• **CONSIGNES ET EXIGENCES**: Reproduisez fidèlement chaque ligne de l'ensemble des enregistrements qui suivent, sans en changer un seul caractère.

• **DONNÉES À UTILISER**:
--------

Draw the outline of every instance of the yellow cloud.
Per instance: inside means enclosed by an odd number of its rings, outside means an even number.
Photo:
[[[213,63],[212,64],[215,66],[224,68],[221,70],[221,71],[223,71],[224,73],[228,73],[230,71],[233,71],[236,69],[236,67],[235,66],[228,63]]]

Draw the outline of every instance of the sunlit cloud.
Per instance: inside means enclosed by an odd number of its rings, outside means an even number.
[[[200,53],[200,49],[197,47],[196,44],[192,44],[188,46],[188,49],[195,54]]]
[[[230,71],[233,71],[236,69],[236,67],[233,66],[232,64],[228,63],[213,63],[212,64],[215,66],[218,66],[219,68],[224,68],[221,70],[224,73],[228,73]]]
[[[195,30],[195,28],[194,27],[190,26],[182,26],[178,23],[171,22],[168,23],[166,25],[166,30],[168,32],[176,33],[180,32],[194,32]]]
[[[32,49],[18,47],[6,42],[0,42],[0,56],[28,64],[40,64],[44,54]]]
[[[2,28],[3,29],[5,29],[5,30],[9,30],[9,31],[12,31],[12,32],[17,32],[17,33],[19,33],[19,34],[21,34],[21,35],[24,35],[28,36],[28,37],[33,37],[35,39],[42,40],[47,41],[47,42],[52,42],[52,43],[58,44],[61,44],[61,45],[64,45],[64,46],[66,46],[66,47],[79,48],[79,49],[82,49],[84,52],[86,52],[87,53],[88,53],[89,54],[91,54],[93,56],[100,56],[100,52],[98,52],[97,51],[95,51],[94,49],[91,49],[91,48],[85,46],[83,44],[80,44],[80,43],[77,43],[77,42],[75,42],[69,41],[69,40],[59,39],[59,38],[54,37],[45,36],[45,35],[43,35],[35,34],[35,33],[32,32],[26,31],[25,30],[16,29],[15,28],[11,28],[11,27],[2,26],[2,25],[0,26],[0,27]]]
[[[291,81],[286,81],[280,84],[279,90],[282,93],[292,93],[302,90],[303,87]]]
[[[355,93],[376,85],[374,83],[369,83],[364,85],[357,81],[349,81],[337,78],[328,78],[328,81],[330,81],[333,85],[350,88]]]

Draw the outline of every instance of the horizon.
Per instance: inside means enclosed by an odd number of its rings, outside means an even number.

--------

• **LA RÉPONSE**:
Draw the outline of every instance of the yellow cloud.
Per instance: inside means enclosed by an odd number of its rings, outside means an even number.
Photo:
[[[213,63],[212,64],[215,66],[224,68],[221,70],[221,71],[223,71],[224,73],[228,73],[230,71],[233,71],[236,69],[236,67],[235,66],[228,63]]]

Draw the outline of every instance of the sunlit cloud.
Per instance: inside means enclosed by an odd number of its rings, outside means an even number.
[[[200,53],[200,49],[197,47],[196,44],[192,44],[188,46],[188,49],[195,54]]]
[[[230,71],[233,71],[236,69],[236,67],[233,66],[232,64],[228,63],[213,63],[212,64],[215,66],[218,66],[219,68],[224,68],[221,70],[224,73],[228,73]]]
[[[195,30],[195,28],[194,27],[190,26],[182,26],[178,23],[171,22],[168,23],[166,25],[166,30],[168,32],[176,33],[180,32],[194,32]]]
[[[32,49],[18,47],[6,42],[0,42],[0,56],[28,64],[40,64],[44,54]]]
[[[2,28],[3,29],[5,29],[5,30],[9,30],[9,31],[12,31],[12,32],[17,32],[17,33],[19,33],[19,34],[21,34],[21,35],[24,35],[28,36],[28,37],[33,37],[35,39],[42,40],[47,41],[47,42],[52,42],[52,43],[58,44],[61,44],[61,45],[64,45],[64,46],[66,46],[66,47],[79,48],[79,49],[82,49],[84,52],[86,52],[87,53],[88,53],[89,54],[91,54],[93,56],[100,56],[100,52],[98,52],[97,51],[95,51],[94,49],[91,49],[91,48],[85,46],[83,44],[80,44],[80,43],[77,43],[77,42],[75,42],[69,41],[69,40],[59,39],[59,38],[54,37],[45,36],[45,35],[43,35],[35,34],[35,33],[32,32],[26,31],[25,30],[16,29],[15,28],[11,28],[11,27],[2,26],[2,25],[0,26],[0,27]]]
[[[291,81],[286,81],[280,84],[279,90],[282,93],[292,93],[302,90],[303,87]]]
[[[355,93],[376,85],[374,83],[369,83],[364,85],[357,81],[349,81],[337,78],[328,78],[328,81],[330,81],[333,85],[350,88]]]

Draw the outline of every instance of the horizon.
Per instance: inside means enclosed by an odd number of its rings, outside means an even number.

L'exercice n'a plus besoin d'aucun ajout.